>> START GIVEN TEXT

A vampy test framework
Project description
Vampytest
Vampytest is a testing framework that allows, but is not limited to, writing relative import based tests.
Table of contents
Introduction
Here are several advantages why you would want to use a relative import supporting testing framework such as vampytest:
-
Simplicity and ease of use
Relative import based tests simplifies the process of writing and executing tests. Relative imports provide a straightforward and intuitive way to import and utilize testing functionalities without the need for complex configuration or setup. Developers can quickly get started with writing tests and running them, making the testing process more accessible and efficient.
-
Seamless integration with codebase
By using relative imports the testing framework seamlessly integrates with the codebase being tested. It allows the developers to import and test modules or components in a manner that reflects the same import structure used in the actual code. This integration enhances readability and maintainability.
-
Encourages modular and isolated testing
Relative import based testing promotes modular and isolated testing practices. It's encouraging the testing of individual units in isolation. This isolation makes it easier to pinpoint issues, debug problems, and maintain the codebase. It also supports the principles of unit testing, where individual units of code are tested independently for their expected behavior.
-
Enhanced collaboration and teamwork
Relative import based testing facilitate collaboration among team members. By utilizing the same import structure as the codebase, it allows multiple developers to work on tests concurrently without conflicts. It makes coordinating testing efforts easier within a team.
-
Easy test refactoring
When refactoring or restructuring the codebase, relative import based testing can make it easier to refactor tests as well. Since the test code closely follows the structure of the codebase, the required changes in test imports are often straightforward, resulting in less effort and potential errors during refactoring.

>> END GIVEN TEXT

-- PROMPT A --
Reproduce the part of the vampytest description from "A vampy test" up to and including "accessible and efficient.".

>> START ENTRIES SHOWN

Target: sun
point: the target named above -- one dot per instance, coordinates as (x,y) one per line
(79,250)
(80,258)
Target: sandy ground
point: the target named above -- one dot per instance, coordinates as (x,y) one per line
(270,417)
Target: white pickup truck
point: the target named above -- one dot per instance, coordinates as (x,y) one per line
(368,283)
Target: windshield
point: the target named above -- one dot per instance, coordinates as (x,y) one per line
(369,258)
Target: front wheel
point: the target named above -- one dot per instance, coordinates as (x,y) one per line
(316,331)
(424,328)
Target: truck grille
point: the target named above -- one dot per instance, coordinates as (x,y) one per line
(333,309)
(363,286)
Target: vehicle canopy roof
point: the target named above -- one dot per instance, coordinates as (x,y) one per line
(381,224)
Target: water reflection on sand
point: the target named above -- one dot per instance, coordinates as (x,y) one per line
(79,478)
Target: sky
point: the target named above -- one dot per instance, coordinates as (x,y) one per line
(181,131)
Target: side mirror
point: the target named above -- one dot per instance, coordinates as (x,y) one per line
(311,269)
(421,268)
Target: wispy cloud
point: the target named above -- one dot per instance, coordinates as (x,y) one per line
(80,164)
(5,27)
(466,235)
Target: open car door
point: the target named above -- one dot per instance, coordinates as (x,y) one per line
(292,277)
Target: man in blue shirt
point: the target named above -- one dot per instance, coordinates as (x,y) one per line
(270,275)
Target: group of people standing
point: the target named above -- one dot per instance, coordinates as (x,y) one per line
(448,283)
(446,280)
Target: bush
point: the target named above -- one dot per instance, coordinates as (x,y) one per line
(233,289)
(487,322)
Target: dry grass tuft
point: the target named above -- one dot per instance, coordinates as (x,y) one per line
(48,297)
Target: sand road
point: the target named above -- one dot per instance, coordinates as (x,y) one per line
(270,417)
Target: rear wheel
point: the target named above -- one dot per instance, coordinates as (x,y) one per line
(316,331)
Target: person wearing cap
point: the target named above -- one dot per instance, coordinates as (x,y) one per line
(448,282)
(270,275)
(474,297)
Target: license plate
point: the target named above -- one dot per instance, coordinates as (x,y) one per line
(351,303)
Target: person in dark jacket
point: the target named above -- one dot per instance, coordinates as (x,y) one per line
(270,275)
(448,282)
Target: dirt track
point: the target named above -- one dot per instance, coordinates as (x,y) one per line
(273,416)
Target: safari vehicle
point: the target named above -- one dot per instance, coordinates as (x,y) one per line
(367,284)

>> END ENTRIES SHOWN

-- PROMPT B --
Identify each line in the rows above that contains the string "person", and copy all of those lines.

-- WORKED ANSWER A --
A vampy test framework
Project description
Vampytest
Vampytest is a testing framework that allows, but is not limited to, writing relative import based tests.
Table of contents
Introduction
Here are several advantages why you would want to use a relative import supporting testing framework such as vampytest:
-
Simplicity and ease of use
Relative import based tests simplifies the process of writing and executing tests. Relative imports provide a straightforward and intuitive way to import and utilize testing functionalities without the need for complex configuration or setup. Developers can quickly get started with writing tests and running them, making the testing process more accessible and efficient.

-- WORKED ANSWER B --
Target: person wearing cap
Target: person in dark jacket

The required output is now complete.